Der elektrische Antrieb des Nio besteht aus zwei E-Motoren mit zusammen bis zu 400 kW und 725 Nm, mit denen der 2,3-Tonner binnen 4,7 Sekunden auf Tempo 100 schnellt und freien Auslauf bis 200 km/h bekommt. Fahrleistungen, die einem am Steuer sitzend den Atem rauben. Stets tempokonform bewegt sollen die möglichen Reichweiten gemessen nach NEFZ-Normzyklus zwischen 410 und maximal 510 Kilometer betragen.

**Zu erledigende Aufgaben**
(1) Beantworte drei Fragen zum Textauszug über den Nio:
(a) Aus wie vielen E-Motoren besteht der elektrische Antrieb?
(b) In wie vielen Sekunden erreicht der Wagen Tempo 100?
(c) Nach welchem Normzyklus werden die Reichweiten gemessen?
(2) Überarbeite im Textauszug über den Nio alles von „Der elektrische Antrieb“ bis hinunter zu „maximal 510 Kilometer betragen.“ und setze dabei „Elektromotoren“ anstelle von „E-Motoren“.
(3) Welche Maßeinheiten erscheinen im Textauszug über den Nio als Abkürzung?
Die anschließenden Zeilen stammen aus einer anderen Quelle.

**Bereitgestelltes Material**

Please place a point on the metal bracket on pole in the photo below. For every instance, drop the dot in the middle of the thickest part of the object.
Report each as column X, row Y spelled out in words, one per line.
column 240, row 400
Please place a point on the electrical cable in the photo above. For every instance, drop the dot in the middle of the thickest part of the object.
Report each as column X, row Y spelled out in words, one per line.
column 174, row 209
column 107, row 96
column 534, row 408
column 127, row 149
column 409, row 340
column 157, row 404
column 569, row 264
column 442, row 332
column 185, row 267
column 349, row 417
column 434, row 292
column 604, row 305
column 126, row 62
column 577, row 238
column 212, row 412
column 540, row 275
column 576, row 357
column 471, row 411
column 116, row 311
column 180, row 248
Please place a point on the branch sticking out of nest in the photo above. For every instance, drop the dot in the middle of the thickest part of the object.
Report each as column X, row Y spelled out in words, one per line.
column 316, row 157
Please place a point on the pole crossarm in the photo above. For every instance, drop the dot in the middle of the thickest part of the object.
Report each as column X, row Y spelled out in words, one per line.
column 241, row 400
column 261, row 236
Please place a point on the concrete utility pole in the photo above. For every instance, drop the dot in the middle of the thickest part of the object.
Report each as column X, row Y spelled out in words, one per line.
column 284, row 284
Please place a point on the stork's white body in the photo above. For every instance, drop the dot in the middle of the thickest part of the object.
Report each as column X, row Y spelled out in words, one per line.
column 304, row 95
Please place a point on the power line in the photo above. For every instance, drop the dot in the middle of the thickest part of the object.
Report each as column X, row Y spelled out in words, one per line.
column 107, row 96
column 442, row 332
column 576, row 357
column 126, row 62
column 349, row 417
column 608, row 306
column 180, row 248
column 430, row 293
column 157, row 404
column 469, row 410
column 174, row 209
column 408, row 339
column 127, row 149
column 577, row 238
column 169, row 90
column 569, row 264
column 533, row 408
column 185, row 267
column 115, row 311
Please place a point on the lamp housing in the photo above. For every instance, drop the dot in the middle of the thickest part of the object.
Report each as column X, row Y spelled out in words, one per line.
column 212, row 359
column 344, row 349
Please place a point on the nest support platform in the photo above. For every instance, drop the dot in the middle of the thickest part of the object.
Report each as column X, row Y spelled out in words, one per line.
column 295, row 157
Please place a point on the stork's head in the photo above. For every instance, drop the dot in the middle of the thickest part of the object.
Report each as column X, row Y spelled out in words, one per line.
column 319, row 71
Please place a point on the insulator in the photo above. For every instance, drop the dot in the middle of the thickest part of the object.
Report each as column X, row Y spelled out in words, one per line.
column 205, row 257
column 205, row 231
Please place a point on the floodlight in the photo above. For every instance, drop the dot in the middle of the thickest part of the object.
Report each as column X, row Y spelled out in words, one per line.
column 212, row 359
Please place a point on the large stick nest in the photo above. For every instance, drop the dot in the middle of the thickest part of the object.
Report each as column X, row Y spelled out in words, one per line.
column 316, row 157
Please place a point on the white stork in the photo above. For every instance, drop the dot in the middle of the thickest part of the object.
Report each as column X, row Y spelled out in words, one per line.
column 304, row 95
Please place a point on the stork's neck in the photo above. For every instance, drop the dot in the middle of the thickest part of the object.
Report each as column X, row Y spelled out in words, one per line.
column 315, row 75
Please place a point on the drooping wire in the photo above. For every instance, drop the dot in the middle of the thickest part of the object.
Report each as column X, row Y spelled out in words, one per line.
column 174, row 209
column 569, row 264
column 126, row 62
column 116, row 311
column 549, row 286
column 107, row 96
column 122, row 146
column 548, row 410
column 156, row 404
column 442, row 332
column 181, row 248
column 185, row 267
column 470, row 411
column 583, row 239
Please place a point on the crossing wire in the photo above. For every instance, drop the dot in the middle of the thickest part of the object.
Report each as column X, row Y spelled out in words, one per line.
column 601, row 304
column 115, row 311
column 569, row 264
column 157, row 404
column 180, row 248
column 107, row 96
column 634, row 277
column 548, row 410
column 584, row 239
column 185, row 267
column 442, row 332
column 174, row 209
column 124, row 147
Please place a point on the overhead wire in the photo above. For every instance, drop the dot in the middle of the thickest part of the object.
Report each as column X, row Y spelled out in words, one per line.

**Lösungen der Aufgaben**
(1)
(a) Aus zwei E-Motoren.
(b) In 4,7 Sekunden.
(c) Nach dem NEFZ-Normzyklus.

(2)
Der elektrische Antrieb des Nio besteht aus zwei Elektromotoren mit zusammen bis zu 400 kW und 725 Nm, mit denen der 2,3-Tonner binnen 4,7 Sekunden auf Tempo 100 schnellt und freien Auslauf bis 200 km/h bekommt. Fahrleistungen, die einem am Steuer sitzend den Atem rauben. Stets tempokonform bewegt sollen die möglichen Reichweiten gemessen nach NEFZ-Normzyklus zwischen 410 und maximal 510 Kilometer betragen.

(3) kW, Nm, km/h